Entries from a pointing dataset
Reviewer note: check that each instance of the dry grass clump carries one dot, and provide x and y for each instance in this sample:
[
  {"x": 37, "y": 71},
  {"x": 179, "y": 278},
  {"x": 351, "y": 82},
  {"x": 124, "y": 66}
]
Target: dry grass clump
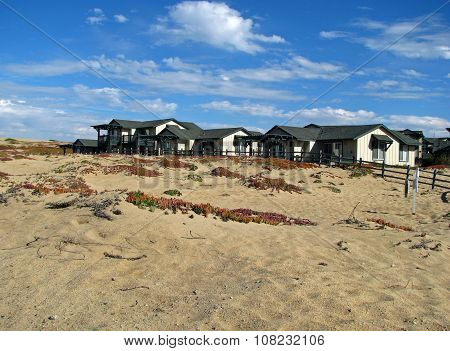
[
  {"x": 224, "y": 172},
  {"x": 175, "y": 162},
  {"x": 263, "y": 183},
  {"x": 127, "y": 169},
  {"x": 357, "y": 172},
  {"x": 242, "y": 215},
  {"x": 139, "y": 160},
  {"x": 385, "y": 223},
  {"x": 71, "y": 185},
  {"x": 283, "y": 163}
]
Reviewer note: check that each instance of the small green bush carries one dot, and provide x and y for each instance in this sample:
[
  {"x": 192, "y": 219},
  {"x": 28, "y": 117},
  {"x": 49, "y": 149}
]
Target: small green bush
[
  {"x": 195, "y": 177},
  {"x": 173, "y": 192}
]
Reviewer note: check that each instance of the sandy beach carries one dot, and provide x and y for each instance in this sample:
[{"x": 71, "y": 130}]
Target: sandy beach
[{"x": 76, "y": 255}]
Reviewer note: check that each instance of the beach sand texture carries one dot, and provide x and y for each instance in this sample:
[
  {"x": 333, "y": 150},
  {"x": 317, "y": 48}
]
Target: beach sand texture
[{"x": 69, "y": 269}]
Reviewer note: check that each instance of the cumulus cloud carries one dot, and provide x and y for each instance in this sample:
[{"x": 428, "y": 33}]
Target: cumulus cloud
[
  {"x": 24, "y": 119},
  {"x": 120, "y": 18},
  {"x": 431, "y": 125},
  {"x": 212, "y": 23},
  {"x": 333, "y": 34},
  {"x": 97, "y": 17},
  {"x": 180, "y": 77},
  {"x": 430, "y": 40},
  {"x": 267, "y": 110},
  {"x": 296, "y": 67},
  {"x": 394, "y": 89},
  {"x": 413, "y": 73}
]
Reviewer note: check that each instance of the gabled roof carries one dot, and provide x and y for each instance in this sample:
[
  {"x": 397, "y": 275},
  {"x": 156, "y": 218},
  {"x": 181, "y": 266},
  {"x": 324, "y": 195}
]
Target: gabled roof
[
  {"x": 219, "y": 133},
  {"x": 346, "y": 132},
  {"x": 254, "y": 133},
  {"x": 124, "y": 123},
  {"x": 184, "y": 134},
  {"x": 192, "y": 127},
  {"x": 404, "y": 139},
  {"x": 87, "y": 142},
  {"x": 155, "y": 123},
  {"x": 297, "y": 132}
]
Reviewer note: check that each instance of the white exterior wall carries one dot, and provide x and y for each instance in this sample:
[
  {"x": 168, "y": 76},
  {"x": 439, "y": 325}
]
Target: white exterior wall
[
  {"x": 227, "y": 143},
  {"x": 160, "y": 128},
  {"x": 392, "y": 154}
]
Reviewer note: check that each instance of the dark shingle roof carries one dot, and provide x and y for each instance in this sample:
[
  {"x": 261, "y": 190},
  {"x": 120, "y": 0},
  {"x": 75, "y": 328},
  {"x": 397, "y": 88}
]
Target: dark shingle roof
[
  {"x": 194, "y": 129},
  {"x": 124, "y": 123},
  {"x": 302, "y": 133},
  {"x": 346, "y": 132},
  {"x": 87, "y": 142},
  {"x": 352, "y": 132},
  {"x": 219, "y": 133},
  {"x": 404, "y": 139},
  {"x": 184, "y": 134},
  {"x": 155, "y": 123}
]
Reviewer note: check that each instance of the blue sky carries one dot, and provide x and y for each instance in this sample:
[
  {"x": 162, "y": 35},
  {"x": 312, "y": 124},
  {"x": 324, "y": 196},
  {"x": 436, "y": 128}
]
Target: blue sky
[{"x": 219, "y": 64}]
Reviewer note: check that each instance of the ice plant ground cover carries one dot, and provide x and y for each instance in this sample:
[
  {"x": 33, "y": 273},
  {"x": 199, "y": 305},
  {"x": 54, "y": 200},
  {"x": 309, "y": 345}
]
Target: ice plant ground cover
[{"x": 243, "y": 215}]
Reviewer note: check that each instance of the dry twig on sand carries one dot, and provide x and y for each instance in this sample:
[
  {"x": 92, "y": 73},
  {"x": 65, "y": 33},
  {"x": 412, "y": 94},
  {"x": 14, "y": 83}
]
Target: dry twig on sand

_Short exercise_
Please lay out the lines as a Markdown table with the columns No. and Content, numbering each row. Start with the line containing "Reviewer note: check that each instance of the dry twig", include everything through the last line, and leave out any blank lines.

_Solution to this problem_
| No. | Content |
|---|---|
| 1 | Reviewer note: check that each instance of the dry twig on sand carries one dot, and provide x and y for each instance in this sample: |
| 2 | [ |
| 3 |   {"x": 92, "y": 73}, |
| 4 |   {"x": 65, "y": 33}, |
| 5 |   {"x": 412, "y": 94}, |
| 6 |   {"x": 14, "y": 83} |
| 7 | ] |
| 8 | Target: dry twig on sand |